> EXCERPTED PASSAGE

On February 25, 2025, the Arc Institute and Vevo Therapeutics announced the release of the Arc Virtual Cell Atlas, a comprehensive open-source resource containing single-cell transcriptomics data from over 300 million cells. This initiative aims to advance AI-driven biological research by providing extensive datasets for modelling and understanding cellular behaviours.
Key Components of the Arc Virtual Cell Atlas:
Tahoe-100M by Vevo Therapeutics: This dataset encompasses 100 million cells and maps 60,000 drug-cell interactions across 50 cancer cell lines subjected to 1,200 drug perturbations. Generated using Vevo's Mosaic Technology, Tahoe-100M is 50 times larger than all previously public drug-perturbed data combined. The dataset was produced with support from Parse Biosciences' GigaLab for single-cell RNA sequencing and Ultima Genomics for sequencing.
scBaseCamp by Arc Institute: This AI-curated repository comprises gene expression data from over 200 million cells spanning 21 different species. Sourced from public repositories, the data has been standardized to ensure interoperability, facilitating its use in machine learning models.
Need and Application:
The Arc Virtual Cell Atlas addresses the critical need for large-scale, high-quality single-cell data to train AI models capable of predicting cellular responses to various perturbations. By integrating both observational and perturbational datasets, researchers can analyze natural cell states alongside those altered by drugs or chemicals, enhancing the understanding of disease mechanisms and accelerating drug discovery. This resource has the potential to reduce years of laboratory work to computational analyses completed in minutes.
Researchers and scientists can access the Arc Virtual Cell Atlas through the Arc Institute's portal, enabling them to leverage these extensive datasets for various applications, including developing predictive models, studying drug responses, and exploring disease mechanisms across diverse biological contexts.

> PROBLEMS TO WORK ON
(a) According to the Arc Virtual Cell Atlas announcement, how many cancer cell lines does Tahoe-100M cover?
(b) Decide whether each statement agrees with the Arc Virtual Cell Atlas announcement, and support each decision with the deciding words quoted from it: (i) scBaseCamp holds gene expression data from 21 species. (ii) Tahoe-100M was generated using Parse Biosciences' Mosaic Technology. (iii) The atlas was announced in March 2025.
(c) Reproduce everything from "scBaseCamp by Arc" down to "completed in minutes." in the Arc Virtual Cell Atlas announcement.

[Dataset records]
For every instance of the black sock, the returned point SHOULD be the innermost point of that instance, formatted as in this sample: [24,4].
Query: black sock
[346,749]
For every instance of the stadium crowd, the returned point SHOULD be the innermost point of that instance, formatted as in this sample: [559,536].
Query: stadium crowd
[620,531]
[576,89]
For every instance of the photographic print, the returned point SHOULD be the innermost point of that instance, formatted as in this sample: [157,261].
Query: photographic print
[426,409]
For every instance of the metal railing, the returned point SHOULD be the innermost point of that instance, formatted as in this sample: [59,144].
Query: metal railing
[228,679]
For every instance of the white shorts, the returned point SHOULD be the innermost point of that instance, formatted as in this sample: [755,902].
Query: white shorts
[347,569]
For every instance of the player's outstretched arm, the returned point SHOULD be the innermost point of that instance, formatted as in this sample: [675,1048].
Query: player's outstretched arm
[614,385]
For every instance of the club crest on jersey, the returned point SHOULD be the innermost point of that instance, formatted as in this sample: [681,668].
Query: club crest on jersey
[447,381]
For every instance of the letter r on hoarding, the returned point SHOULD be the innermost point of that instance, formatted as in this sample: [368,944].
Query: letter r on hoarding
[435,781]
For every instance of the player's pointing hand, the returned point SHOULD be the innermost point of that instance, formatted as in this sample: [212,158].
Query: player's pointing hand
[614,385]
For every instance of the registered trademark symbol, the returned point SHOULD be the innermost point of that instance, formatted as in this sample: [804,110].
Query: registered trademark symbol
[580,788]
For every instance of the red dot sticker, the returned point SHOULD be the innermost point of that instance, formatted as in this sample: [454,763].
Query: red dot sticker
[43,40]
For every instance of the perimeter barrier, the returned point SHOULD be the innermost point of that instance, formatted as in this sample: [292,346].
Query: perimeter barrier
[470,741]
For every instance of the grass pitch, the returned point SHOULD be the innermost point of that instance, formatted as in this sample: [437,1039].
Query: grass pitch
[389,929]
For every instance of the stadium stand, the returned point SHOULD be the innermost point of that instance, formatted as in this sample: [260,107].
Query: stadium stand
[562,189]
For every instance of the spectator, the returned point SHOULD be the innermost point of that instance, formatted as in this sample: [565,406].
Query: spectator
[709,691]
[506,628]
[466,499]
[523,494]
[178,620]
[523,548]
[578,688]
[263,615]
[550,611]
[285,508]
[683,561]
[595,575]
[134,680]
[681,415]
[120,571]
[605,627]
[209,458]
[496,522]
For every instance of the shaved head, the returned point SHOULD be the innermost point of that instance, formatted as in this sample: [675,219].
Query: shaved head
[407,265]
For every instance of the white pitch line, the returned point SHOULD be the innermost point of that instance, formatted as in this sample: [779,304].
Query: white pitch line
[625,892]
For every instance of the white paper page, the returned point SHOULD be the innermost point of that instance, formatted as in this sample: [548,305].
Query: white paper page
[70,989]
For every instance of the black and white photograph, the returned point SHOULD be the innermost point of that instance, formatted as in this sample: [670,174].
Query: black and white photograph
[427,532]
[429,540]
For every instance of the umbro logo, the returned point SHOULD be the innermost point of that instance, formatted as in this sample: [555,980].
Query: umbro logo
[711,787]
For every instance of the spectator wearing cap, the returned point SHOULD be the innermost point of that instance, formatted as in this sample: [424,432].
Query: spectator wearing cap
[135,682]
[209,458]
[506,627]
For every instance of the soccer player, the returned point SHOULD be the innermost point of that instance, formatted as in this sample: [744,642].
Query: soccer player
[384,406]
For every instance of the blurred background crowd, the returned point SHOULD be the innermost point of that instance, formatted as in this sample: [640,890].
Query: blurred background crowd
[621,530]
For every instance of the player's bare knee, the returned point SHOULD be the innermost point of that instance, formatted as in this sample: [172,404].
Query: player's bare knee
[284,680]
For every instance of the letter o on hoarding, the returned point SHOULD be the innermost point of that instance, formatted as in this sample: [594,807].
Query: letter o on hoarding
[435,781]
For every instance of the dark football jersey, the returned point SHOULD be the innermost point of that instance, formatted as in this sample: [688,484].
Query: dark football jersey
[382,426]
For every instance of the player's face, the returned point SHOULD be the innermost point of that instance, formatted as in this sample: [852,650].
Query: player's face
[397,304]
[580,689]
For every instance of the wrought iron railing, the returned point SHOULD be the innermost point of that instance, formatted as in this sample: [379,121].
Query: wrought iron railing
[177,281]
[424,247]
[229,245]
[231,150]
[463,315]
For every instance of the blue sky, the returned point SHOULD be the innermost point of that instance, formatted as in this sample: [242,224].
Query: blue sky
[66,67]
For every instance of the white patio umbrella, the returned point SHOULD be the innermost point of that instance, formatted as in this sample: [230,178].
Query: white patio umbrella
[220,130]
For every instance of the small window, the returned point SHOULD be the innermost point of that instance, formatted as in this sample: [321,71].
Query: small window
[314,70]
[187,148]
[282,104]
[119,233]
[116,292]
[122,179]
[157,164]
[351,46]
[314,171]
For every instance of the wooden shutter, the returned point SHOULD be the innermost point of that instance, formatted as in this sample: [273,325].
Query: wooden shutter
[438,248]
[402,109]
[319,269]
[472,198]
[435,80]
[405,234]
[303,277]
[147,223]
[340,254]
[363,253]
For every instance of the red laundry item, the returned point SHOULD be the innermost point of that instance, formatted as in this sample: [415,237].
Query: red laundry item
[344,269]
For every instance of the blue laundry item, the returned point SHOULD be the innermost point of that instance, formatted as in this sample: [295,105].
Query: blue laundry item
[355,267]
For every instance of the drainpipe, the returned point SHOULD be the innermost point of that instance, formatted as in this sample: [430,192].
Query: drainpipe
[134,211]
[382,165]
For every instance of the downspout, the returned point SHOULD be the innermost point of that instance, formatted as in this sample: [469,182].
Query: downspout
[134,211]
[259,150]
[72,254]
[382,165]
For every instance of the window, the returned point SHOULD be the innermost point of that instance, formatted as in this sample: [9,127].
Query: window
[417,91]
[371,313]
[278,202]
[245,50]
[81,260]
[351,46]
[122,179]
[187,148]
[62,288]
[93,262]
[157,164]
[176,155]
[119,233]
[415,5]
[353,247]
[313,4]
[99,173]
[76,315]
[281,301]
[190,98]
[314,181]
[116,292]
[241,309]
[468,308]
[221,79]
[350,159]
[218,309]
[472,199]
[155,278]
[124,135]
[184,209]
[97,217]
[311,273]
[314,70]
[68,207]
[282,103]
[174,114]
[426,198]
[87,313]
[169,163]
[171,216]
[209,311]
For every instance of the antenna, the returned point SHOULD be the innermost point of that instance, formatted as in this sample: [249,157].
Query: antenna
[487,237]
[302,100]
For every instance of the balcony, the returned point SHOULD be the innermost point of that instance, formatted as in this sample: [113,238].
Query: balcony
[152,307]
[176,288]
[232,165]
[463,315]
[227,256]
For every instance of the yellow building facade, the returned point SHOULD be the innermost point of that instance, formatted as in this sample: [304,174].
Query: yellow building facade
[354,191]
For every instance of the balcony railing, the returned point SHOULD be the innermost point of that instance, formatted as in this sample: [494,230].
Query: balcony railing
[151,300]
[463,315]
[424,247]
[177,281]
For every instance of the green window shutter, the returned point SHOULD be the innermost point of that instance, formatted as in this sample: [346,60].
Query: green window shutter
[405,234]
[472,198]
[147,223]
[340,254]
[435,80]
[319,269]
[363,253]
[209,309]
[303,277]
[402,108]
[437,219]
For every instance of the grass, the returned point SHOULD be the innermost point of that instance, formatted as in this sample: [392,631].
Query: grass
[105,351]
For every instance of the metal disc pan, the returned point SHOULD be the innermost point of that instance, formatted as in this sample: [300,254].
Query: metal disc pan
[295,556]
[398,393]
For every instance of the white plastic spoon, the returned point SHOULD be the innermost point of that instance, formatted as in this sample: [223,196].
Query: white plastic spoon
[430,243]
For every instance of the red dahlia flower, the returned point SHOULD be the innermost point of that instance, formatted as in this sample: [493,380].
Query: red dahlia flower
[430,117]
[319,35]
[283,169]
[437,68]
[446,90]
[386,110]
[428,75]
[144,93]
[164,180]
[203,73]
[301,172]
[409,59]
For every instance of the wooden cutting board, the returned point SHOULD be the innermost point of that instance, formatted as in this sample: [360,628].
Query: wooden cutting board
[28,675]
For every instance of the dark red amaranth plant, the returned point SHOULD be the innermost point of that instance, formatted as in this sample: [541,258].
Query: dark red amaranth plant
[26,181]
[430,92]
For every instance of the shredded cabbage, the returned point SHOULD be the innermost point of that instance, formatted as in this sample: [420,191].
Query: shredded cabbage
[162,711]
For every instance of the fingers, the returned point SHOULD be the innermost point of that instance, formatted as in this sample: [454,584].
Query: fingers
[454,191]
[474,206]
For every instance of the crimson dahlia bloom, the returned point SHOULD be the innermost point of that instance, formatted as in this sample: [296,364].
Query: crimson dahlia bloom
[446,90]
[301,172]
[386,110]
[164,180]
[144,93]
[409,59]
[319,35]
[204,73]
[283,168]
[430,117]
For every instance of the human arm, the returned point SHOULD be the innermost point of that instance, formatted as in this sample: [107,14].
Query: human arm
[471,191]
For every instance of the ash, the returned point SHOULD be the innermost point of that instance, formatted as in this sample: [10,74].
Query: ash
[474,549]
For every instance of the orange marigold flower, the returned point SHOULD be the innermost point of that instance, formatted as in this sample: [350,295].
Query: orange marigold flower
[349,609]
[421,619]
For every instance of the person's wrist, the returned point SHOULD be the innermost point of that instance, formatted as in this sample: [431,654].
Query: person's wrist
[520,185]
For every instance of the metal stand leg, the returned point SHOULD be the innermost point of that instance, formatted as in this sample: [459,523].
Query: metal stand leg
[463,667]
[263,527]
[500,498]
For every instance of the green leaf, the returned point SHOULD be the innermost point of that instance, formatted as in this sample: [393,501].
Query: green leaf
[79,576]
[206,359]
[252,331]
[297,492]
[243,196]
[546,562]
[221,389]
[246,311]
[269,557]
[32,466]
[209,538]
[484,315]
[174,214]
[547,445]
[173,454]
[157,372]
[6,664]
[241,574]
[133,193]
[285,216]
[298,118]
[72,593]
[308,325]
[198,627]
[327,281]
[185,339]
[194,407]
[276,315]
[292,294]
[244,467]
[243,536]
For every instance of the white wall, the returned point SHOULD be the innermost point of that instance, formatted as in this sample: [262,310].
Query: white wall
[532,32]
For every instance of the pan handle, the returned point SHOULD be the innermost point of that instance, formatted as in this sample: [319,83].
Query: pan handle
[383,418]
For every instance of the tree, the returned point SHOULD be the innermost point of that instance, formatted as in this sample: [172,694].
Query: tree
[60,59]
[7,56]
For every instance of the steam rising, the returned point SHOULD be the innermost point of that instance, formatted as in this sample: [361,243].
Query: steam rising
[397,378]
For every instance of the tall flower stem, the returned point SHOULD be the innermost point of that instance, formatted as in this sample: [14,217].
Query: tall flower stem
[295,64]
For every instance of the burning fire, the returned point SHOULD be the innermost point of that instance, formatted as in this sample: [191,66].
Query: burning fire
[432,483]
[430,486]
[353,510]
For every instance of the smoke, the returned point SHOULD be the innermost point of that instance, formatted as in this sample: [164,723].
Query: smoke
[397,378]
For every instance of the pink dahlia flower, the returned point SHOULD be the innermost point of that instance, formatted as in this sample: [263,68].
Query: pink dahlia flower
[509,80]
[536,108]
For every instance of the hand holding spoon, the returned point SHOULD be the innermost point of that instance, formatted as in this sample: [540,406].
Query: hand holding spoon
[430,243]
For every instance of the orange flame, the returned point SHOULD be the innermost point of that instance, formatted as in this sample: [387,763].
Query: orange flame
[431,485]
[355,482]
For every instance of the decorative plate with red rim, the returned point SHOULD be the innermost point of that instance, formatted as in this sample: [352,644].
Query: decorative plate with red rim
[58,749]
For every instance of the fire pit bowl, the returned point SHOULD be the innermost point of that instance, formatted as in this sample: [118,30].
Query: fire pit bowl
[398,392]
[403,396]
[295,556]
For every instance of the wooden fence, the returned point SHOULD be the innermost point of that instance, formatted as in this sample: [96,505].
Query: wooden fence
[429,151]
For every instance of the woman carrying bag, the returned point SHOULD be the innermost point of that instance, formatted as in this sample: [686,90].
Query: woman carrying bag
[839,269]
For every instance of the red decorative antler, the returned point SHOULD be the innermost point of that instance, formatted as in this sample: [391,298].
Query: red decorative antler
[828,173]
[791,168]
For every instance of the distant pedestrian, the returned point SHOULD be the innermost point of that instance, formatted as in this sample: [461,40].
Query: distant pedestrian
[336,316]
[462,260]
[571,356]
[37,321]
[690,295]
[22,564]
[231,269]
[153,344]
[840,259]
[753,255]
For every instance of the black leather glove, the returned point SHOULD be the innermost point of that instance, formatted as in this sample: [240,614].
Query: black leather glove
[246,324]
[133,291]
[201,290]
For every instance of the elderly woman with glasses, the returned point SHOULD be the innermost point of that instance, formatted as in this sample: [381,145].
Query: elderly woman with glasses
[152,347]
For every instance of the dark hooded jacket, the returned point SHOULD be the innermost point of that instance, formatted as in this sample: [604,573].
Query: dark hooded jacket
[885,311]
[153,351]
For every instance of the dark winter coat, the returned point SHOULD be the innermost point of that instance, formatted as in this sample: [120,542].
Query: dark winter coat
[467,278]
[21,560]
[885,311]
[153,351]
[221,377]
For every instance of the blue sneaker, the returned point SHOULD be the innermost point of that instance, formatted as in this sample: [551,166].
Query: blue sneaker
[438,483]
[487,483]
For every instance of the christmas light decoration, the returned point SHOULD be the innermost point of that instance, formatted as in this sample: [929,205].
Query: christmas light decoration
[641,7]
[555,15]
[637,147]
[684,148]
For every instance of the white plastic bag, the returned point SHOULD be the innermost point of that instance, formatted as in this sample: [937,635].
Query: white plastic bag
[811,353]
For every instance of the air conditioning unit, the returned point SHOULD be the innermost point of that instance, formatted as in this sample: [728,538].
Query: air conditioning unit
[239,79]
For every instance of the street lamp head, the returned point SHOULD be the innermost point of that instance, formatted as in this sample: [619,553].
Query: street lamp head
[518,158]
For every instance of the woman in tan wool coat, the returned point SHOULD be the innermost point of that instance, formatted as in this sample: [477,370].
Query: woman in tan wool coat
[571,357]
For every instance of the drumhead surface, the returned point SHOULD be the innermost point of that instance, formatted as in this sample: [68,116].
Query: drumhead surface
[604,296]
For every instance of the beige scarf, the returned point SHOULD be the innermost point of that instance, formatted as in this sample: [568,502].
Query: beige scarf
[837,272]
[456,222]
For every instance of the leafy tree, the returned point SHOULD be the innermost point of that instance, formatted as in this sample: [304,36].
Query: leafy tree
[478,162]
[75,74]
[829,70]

> WRITTEN RESPONSES
(a) 50 cancer cell lines.

(b)
(i) Yes: "spanning 21 different species."
(ii) No: "Generated using Vevo's Mosaic Technology."
(iii) No: "On February 25, 2025."

(c)
scBaseCamp by Arc Institute: This AI-curated repository comprises gene expression data from over 200 million cells spanning 21 different species. Sourced from public repositories, the data has been standardized to ensure interoperability, facilitating its use in machine learning models.
Need and Application:
The Arc Virtual Cell Atlas addresses the critical need for large-scale, high-quality single-cell data to train AI models capable of predicting cellular responses to various perturbations. By integrating both observational and perturbational datasets, researchers can analyze natural cell states alongside those altered by drugs or chemicals, enhancing the understanding of disease mechanisms and accelerating drug discovery. This resource has the potential to reduce years of laboratory work to computational analyses completed in minutes.